### WHAT IS EXPECTED
Do statements (a), (b) and (c) agree with the nomogram excerpt? Answer yes or no for each, quoting the excerpt's deciding words. (a) In the validation cohort, the unadjusted C-index for lung cancer related death was 0.73. (b) The nomogram model was built from the validation data set. (c) The calibration plot showed poor agreement because the points lay far from the 45-degree line.

### EXTRACT
Five and 10-year lung cancer related, other cancer related and non-cancer related death probability

Nomogram prognositc model

A nomogram model was established based on multivariate models of training data set. We could calculate the 5- or 10-year death rate by this nomogram prognositic model (Fig. 2). Schoenfeld−type residuals of a proportional sub distribution hazard model for lung cancer related deaths were shown in eFigure S5. In the validation cohort, the unadjusted C-index was 0.73 (95% CI, 0.72–0.74), 0.71 (95% CI, 0.66–0.75) and 0.69 (95% CI, 0.68–0.70) for lung cancer related death, other cancer related death and non-cancer related death. This indicated that the models are convincingly precise. Figure 3 illustrated the CIF plot calibration. Good coincidence between predicted and actual outcomes was observed because the points are close to the 45-degree line.

### DATA EXCERPTS
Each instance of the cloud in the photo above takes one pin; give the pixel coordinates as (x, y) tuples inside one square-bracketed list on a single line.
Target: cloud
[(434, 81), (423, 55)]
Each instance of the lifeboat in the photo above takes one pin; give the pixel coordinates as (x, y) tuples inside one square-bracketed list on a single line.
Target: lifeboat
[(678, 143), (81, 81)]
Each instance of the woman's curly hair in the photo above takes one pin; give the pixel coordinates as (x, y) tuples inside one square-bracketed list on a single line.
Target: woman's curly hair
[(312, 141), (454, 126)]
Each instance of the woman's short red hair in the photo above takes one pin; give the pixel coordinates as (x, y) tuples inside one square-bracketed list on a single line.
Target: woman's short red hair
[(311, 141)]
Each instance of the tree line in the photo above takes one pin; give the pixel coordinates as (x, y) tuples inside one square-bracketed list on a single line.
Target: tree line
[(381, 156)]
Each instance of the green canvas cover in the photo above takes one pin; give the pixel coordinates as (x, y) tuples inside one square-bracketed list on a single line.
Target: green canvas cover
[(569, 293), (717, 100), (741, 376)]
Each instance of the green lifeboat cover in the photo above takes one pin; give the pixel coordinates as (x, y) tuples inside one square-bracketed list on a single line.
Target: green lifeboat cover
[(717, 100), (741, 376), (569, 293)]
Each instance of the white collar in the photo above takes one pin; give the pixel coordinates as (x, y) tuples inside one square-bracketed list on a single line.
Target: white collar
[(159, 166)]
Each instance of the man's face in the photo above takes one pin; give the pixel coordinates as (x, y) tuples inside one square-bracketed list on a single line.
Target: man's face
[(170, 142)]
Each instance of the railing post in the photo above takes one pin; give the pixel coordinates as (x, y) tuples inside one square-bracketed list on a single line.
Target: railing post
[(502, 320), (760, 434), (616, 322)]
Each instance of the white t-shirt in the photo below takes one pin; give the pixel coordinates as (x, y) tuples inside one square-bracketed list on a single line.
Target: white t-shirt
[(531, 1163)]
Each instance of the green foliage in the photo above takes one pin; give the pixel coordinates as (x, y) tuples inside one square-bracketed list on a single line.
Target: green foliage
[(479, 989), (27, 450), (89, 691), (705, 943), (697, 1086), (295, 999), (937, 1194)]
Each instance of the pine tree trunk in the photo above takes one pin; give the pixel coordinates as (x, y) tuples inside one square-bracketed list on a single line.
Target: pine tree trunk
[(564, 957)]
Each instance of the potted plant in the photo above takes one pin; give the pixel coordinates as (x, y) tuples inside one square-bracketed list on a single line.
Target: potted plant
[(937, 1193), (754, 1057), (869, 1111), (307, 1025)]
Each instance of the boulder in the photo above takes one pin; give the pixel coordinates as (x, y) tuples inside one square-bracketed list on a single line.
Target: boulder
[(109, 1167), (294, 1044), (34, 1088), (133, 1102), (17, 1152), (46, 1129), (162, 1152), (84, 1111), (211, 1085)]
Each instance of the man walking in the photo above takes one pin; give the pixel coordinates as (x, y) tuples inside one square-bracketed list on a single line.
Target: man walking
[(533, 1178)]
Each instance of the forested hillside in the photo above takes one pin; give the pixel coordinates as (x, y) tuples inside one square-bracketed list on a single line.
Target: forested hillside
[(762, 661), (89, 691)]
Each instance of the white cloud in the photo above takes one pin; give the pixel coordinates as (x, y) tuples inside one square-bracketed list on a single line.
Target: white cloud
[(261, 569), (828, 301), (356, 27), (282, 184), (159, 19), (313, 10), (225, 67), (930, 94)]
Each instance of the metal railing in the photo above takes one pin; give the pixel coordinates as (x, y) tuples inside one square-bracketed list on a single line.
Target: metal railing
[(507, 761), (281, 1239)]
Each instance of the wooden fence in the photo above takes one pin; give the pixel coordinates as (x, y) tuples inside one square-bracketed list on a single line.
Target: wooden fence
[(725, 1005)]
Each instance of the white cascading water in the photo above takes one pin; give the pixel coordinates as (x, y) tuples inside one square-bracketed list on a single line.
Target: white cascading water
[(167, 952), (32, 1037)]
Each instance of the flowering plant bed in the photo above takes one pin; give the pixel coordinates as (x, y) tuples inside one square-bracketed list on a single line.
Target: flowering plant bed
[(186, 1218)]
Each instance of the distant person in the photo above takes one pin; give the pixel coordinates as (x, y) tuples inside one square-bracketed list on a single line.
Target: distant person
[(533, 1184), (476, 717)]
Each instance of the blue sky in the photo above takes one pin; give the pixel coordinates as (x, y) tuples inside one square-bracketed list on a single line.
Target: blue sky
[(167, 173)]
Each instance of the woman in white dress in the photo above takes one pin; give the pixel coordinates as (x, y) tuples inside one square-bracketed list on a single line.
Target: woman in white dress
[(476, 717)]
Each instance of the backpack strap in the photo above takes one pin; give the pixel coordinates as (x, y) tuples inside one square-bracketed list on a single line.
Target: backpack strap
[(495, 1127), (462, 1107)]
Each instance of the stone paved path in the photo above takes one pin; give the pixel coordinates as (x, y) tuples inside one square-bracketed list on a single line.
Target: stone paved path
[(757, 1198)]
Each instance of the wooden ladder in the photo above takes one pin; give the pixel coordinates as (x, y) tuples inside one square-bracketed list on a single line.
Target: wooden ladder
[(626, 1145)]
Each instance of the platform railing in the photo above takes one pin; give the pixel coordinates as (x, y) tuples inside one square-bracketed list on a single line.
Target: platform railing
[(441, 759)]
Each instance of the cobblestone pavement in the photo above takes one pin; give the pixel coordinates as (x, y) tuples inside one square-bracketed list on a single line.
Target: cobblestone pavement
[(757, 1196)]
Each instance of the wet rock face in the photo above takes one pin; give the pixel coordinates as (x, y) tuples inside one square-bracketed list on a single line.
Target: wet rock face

### ANSWER
(a) Yes: "the unadjusted C-index was 0.73 (95% CI, 0.72–0.74), 0.71 (95% CI, 0.66–0.75) and 0.69 (95% CI, 0.68–0.70) for lung cancer related death, other cancer related death and non-cancer related death"
(b) No: "A nomogram model was established based on multivariate models of training data set."
(c) No: "Good coincidence between predicted and actual outcomes was observed because the points are close to the 45-degree line."